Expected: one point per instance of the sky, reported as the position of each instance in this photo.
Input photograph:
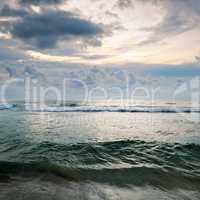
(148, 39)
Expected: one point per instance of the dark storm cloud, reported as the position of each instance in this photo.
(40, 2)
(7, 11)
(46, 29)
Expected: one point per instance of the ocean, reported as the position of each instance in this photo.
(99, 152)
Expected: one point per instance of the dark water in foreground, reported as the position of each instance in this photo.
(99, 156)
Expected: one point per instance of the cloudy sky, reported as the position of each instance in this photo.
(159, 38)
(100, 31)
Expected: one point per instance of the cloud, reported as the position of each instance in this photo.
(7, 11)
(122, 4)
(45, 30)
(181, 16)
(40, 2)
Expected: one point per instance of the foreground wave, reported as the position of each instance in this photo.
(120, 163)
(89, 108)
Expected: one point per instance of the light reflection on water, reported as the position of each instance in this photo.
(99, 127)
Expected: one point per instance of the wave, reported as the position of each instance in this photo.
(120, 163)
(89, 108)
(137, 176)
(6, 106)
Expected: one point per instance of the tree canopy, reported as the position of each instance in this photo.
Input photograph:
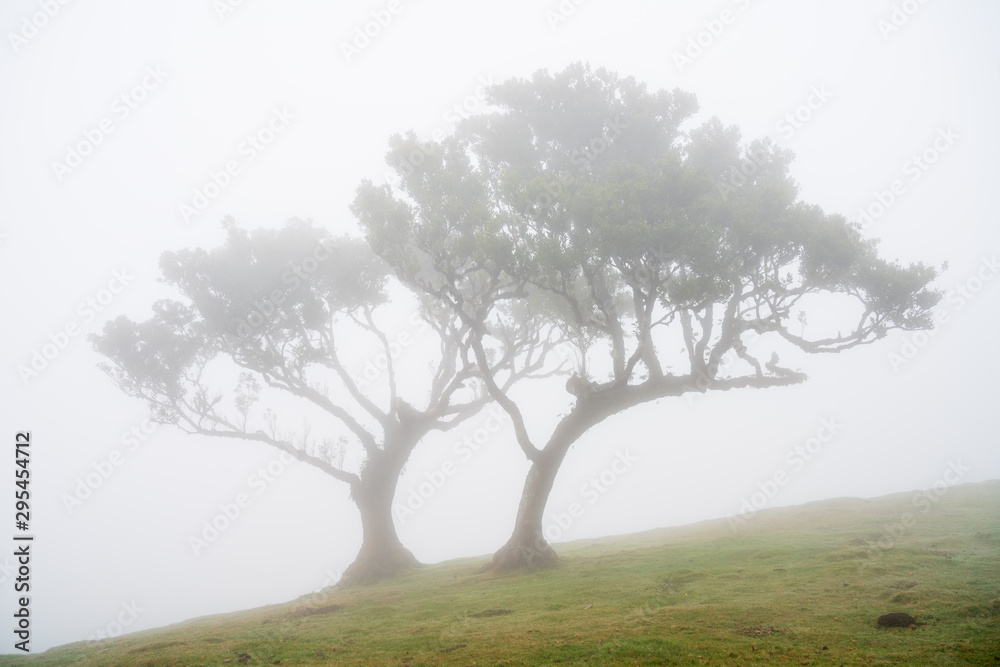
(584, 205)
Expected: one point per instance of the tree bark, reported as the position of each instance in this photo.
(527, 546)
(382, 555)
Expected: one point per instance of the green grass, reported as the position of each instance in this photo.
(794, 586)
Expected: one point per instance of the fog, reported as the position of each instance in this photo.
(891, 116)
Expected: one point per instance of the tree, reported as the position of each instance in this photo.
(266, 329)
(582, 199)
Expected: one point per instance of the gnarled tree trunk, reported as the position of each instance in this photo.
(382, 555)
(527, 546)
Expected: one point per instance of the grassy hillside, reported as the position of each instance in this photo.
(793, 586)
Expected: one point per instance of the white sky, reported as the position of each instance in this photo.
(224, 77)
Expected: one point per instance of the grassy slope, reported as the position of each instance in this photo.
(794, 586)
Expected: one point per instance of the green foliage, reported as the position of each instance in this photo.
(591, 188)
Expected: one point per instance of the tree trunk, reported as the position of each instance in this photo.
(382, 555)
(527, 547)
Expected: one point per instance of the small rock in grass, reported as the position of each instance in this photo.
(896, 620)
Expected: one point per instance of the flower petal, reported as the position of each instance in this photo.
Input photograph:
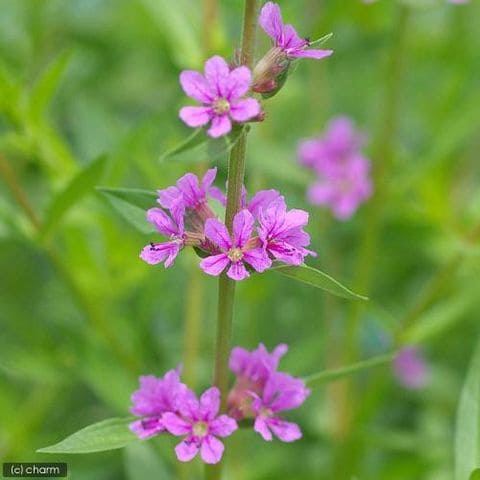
○ ○ ○ ○
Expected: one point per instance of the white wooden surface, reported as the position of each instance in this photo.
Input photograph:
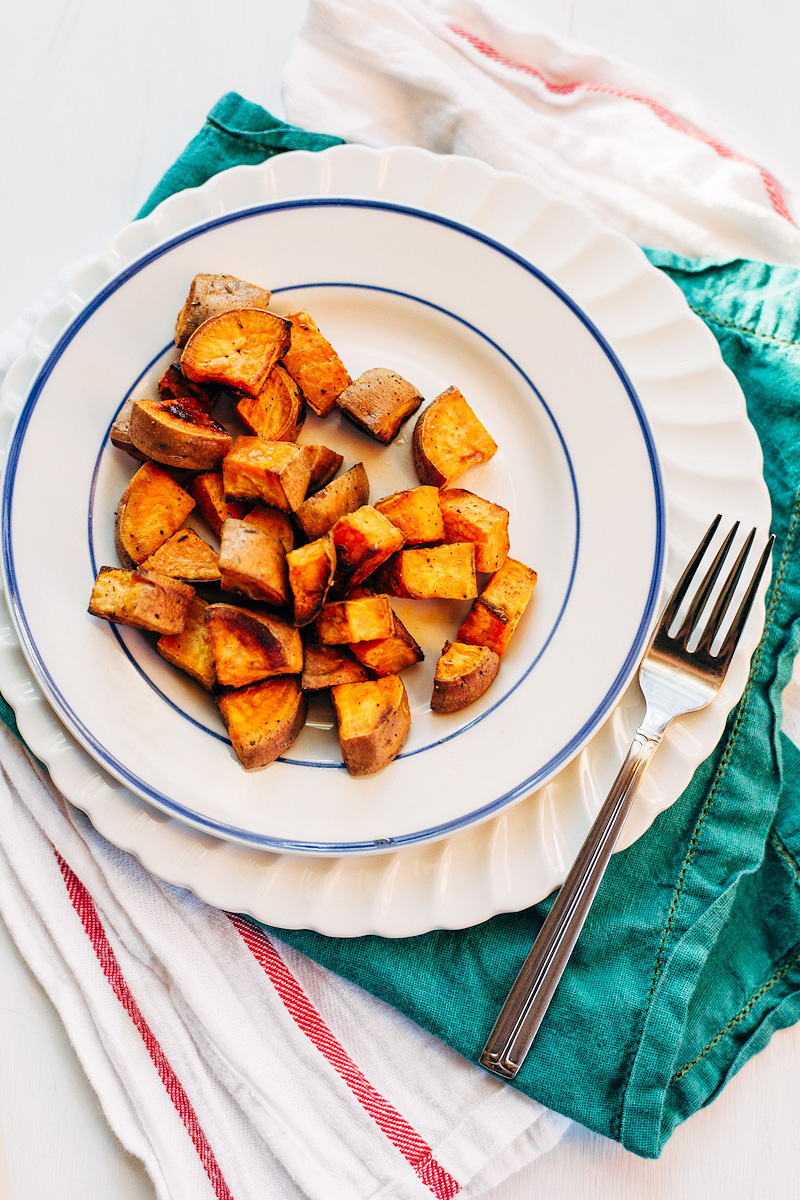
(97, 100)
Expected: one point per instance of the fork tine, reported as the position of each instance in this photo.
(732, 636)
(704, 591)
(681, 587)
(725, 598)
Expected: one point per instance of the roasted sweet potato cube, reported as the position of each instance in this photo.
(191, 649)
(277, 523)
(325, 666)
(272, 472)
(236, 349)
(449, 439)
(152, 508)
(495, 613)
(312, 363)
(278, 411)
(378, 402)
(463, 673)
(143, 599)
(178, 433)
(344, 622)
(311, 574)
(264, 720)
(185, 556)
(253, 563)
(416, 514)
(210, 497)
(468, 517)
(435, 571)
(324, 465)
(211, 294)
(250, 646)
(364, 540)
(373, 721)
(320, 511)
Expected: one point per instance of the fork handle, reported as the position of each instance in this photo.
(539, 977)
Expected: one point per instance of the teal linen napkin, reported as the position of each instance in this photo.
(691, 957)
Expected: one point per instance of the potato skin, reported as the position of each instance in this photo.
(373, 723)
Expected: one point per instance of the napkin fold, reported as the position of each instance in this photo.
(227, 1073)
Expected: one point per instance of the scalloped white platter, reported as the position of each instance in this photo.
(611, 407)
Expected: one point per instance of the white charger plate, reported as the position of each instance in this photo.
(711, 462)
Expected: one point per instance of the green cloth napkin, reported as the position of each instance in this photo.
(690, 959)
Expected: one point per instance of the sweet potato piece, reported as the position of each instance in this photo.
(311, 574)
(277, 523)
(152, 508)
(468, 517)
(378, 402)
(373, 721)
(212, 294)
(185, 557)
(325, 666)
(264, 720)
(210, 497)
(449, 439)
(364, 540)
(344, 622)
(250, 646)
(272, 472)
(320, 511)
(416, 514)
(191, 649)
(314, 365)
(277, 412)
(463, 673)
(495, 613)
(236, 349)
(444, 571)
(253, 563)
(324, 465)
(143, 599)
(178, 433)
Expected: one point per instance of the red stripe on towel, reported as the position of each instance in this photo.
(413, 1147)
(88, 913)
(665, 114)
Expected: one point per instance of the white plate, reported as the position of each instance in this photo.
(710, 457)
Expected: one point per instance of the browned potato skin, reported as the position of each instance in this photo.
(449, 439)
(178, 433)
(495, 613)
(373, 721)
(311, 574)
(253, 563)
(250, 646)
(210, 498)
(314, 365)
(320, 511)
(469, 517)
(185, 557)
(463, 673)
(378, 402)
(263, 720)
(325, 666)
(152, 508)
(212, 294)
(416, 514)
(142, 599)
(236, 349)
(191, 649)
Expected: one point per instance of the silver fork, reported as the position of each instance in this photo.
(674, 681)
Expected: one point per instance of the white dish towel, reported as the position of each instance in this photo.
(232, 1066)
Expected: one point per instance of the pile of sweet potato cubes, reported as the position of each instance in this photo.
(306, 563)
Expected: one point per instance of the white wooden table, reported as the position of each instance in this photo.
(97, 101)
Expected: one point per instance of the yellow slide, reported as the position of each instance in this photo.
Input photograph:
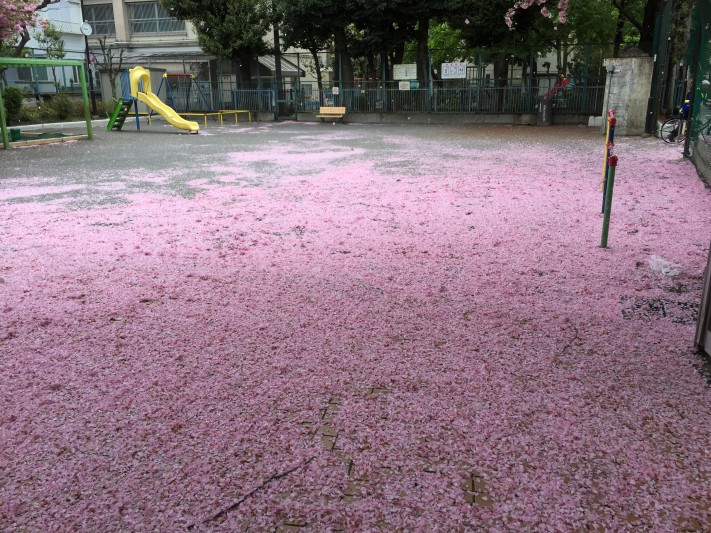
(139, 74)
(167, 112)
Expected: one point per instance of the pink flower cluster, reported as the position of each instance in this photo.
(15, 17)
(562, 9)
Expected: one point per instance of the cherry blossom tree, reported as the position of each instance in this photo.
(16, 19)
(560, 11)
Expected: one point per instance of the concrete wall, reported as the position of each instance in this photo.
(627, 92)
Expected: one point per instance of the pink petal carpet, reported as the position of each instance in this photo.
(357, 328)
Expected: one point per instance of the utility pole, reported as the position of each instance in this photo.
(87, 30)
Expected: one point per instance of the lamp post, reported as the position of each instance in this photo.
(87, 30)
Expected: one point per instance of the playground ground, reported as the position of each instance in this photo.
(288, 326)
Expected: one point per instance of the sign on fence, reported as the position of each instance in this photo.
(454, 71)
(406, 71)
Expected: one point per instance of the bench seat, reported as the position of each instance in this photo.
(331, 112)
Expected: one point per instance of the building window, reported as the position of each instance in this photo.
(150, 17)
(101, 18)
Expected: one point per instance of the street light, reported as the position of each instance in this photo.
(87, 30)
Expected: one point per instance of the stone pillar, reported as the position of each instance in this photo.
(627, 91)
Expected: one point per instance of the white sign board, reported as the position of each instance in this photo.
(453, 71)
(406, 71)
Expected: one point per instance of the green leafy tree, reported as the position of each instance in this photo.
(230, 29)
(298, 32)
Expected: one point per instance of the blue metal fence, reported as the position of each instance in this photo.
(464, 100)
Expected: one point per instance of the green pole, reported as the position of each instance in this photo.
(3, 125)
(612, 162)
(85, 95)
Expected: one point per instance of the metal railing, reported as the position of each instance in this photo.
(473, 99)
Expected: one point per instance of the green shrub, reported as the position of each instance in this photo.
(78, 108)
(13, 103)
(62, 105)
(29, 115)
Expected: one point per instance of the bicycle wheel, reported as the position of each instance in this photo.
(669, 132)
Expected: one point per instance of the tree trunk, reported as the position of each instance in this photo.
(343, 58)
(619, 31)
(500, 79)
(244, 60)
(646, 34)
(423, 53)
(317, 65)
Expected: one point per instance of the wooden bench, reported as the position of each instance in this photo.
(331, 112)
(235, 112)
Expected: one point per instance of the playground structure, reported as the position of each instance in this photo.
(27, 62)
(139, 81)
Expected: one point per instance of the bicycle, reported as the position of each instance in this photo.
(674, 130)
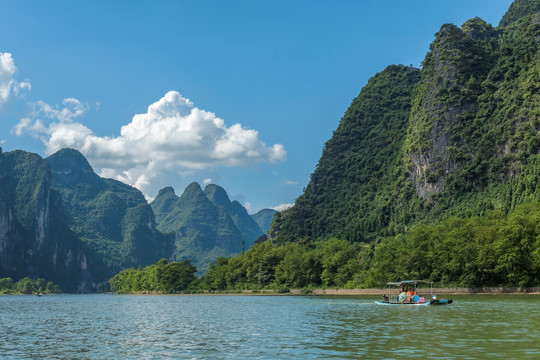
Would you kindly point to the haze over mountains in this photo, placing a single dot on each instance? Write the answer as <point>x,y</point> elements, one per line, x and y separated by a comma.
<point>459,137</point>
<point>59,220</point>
○ ○ ○ ○
● **Exercise objective**: The answer is the run of lines above from the line containing "Expected: one point per instance of the ocean, reported" through the line containing "Expected: one point per instance of the tree canopy, reported", copied exactly and alone.

● **Reply to the exercise**:
Expected: one point per instance of the ocean, reported as the position of each instance in this photo.
(99, 152)
Expected: one point per instance of the dark water in foreground, reported as the position of each instance in this photo.
(99, 156)
Expected: one point per instance of the cloudy sky, reported as the position of each instance in this photo.
(159, 38)
(100, 31)
Expected: one point per instance of the cloud, reported as the position of each instance in this photo.
(7, 11)
(122, 4)
(45, 30)
(181, 16)
(40, 2)
Expected: one point per instance of the foreground wave, reported as the position of each instance in this photo.
(120, 163)
(89, 108)
Expected: one point per instance of the light reflection on water, reported as the position of each instance in this photo.
(99, 127)
Expected: one point per instance of the wave, reported as the position of each instance in this photo.
(120, 163)
(89, 108)
(137, 176)
(6, 106)
Expected: one point per instance of the tree canopy, reported as the position of each instance in this photo.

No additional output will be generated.